### OBJECTIVE A:
Translate the sentence "Thought I would share this with the forum." from the forum post on four-day school weeks into French.
---------- SOURCE DOCUMENT ----------
4 Day School Weeks To Save Fuel
Thought I would share this with the forum.

Some rural (heavy commute) schools are switching to 4 day school weeks to save fuel/energy costs. I think we'll see alot more of this in the coming years. Recently, New Hampshire state agencies began switching to 4 day (10 hours a day) work weeks to save on fuel/energy costs.

How fun would it be to approach a 100+ bus school system with plans to save "x" amount of dollars by teaching bus drivers to use hypermile techniques to save fuel. Or, for buses with 100+ mile commutes each day on rural roads to coast half of the route! Check out the link below.

U.S. schools eye four-day week to cut fuel costs | Lifestyle | Living | Reuters

SVOboy 07-24-2008 12:55 PM

In Japan there is actually an "Ecodrivers certification" or something to that affect for bus drivers in certain parts. They also all drive stick shifts, :p. It's possible, but it'll take a paradigm shift, I think

Matt Herring 07-24-2008 01:06 PM

True point SVO...
---------- RECORDED INFORMATION ----------
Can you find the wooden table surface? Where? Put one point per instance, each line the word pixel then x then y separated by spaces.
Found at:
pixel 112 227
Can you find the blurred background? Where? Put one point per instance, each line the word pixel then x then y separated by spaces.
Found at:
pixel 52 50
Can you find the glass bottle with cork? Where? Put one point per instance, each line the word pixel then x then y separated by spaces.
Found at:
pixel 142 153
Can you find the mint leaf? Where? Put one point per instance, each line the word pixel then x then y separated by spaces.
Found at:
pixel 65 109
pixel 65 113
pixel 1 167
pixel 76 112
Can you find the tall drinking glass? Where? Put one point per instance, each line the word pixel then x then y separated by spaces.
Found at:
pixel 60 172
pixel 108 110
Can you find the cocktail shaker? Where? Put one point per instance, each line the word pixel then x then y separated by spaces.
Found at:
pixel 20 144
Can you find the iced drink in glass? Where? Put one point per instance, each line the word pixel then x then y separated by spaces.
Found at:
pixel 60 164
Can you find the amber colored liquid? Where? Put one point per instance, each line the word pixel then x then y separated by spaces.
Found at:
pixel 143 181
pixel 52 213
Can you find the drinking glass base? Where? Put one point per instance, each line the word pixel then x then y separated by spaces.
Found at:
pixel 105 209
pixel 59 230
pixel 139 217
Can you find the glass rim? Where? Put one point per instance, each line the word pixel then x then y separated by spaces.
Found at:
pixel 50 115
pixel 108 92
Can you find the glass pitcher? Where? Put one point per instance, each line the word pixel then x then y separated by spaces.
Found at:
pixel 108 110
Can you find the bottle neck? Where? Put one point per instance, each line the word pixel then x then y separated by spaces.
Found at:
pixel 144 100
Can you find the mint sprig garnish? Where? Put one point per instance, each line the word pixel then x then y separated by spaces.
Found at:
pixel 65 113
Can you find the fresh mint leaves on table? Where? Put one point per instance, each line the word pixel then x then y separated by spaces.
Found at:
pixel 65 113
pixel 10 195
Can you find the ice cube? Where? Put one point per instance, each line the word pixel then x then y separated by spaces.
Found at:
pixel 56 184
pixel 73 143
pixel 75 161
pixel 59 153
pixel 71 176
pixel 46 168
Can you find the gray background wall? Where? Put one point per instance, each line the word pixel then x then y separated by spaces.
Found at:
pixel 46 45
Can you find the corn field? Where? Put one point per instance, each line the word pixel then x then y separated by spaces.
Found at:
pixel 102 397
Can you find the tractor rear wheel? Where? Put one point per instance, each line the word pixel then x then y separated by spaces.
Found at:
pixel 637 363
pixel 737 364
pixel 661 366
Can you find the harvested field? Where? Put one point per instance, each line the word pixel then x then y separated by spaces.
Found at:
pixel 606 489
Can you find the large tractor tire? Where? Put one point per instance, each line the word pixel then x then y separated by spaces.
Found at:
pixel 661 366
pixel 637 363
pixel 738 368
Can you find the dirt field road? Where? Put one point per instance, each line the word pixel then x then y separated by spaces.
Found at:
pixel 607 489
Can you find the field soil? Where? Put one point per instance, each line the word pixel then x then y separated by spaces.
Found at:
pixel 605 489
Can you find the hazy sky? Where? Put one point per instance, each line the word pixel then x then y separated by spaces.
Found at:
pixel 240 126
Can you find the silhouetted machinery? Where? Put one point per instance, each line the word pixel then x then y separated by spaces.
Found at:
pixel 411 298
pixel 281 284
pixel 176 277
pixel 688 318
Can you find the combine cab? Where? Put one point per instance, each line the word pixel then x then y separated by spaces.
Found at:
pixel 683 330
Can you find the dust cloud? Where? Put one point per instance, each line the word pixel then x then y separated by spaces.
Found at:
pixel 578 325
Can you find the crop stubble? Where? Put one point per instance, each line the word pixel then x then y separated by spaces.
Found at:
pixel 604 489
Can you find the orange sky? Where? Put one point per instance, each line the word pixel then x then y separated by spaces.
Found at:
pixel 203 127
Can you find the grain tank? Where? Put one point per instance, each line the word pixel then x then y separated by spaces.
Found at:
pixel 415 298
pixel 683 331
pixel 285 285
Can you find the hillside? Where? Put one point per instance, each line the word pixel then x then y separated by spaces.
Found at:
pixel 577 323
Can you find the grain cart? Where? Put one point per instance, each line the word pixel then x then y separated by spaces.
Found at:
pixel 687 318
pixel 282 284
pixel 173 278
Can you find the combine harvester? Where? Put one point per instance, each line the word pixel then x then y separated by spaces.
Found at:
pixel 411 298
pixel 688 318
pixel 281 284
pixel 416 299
----------
### OBJECTIVE B:
In the entries, take the stretch from the line containing "Can you find the dust" through the line containing "pixel 203 127", and rewrite it with "Found at" swapped for "Located at" and everything else left as it is.

### FULL RESPONSE A:
Je me suis dit que j'allais partager ceci avec le forum.

### FULL RESPONSE B:
Can you find the dust cloud? Where? Put one point per instance, each line the word pixel then x then y separated by spaces.
Located at:
pixel 578 325
Can you find the crop stubble? Where? Put one point per instance, each line the word pixel then x then y separated by spaces.
Located at:
pixel 604 489
Can you find the orange sky? Where? Put one point per instance, each line the word pixel then x then y separated by spaces.
Located at:
pixel 203 127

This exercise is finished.